■ **DATOS**
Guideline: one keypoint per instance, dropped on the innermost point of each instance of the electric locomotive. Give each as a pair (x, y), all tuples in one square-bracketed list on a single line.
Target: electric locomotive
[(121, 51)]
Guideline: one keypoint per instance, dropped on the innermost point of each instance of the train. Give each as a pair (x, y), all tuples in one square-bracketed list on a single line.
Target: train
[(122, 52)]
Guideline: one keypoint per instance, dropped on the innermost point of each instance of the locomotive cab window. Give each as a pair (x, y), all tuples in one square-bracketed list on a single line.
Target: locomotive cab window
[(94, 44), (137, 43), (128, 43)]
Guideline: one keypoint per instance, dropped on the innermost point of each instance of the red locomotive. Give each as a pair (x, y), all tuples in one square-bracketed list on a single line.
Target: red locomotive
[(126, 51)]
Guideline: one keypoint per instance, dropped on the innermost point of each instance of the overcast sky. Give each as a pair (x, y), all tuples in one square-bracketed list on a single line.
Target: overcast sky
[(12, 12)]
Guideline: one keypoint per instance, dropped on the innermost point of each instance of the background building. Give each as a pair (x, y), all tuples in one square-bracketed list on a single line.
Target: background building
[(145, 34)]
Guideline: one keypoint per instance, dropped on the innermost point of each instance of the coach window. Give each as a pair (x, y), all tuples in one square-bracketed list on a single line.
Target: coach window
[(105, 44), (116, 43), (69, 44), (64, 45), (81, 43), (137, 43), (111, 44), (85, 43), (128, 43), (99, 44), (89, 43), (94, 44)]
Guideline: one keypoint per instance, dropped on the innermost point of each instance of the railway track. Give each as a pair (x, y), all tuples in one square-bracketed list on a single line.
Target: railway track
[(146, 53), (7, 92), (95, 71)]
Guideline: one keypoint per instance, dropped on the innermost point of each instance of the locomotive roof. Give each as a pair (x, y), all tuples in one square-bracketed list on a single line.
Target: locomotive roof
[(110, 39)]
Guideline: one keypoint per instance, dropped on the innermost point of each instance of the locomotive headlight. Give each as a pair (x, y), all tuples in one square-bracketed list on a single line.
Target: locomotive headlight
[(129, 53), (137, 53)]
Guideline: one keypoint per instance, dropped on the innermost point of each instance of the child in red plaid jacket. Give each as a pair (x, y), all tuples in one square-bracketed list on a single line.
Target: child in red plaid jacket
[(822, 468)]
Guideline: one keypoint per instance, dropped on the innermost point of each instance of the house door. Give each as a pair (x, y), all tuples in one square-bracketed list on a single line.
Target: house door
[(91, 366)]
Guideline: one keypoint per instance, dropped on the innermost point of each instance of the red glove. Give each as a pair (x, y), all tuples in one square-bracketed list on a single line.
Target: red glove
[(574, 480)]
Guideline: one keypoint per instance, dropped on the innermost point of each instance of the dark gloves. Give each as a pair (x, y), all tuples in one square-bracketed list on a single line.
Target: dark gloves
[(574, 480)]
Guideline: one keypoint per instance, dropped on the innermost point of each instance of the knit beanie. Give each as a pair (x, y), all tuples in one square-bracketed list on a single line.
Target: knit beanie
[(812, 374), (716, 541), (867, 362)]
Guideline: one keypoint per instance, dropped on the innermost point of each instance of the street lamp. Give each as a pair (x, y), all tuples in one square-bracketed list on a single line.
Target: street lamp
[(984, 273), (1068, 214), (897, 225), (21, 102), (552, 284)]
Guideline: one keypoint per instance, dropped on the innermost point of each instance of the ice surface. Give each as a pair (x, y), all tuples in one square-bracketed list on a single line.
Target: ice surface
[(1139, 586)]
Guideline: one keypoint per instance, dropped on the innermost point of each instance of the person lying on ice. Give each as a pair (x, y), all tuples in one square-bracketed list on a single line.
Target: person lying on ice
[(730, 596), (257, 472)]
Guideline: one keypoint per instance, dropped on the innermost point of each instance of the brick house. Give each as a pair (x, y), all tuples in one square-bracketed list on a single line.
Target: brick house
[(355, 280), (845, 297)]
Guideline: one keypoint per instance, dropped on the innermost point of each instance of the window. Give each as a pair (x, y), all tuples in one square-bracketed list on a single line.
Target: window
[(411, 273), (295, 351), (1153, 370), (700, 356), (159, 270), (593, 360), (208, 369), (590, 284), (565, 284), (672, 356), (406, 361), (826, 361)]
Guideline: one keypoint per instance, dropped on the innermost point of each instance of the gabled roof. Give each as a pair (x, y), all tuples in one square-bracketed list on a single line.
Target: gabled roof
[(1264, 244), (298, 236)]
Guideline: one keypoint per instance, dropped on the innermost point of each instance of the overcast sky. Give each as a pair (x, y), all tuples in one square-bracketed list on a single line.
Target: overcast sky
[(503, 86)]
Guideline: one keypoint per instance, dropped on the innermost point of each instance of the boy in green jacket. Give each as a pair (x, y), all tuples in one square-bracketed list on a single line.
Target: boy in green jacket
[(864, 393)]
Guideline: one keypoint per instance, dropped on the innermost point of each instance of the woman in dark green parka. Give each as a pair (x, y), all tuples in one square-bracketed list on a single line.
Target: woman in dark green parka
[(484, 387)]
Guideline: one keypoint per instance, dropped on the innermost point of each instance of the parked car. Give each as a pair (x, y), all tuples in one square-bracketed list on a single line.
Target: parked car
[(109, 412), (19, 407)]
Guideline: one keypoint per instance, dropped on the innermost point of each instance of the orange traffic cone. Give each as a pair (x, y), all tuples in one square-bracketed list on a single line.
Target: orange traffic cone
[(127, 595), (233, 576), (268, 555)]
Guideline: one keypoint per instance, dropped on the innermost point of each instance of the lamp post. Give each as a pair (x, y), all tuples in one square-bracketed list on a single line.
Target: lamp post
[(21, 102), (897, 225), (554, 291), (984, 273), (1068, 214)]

■ **EJERCICIO PROPUESTO**
Copia literalmente las líneas de los registros de arriba, desde la que contiene "of the train." hasta la que contiene "[(94, 44), (137, 43), (128, 43)]", ambas incluidas. Entrega solo esas líneas.

■ **SALIDA CORRECTA**
Guideline: one keypoint per instance, dropped on the innermost point of each instance of the train. Give each as a pair (x, y), all tuples in one square-bracketed list on a single line.
Target: train
[(122, 52)]
Guideline: one keypoint per instance, dropped on the innermost point of each instance of the locomotive cab window. Give each as a pair (x, y), all tuples in one square-bracketed list on a single line.
Target: locomotive cab window
[(94, 44), (137, 43), (128, 43)]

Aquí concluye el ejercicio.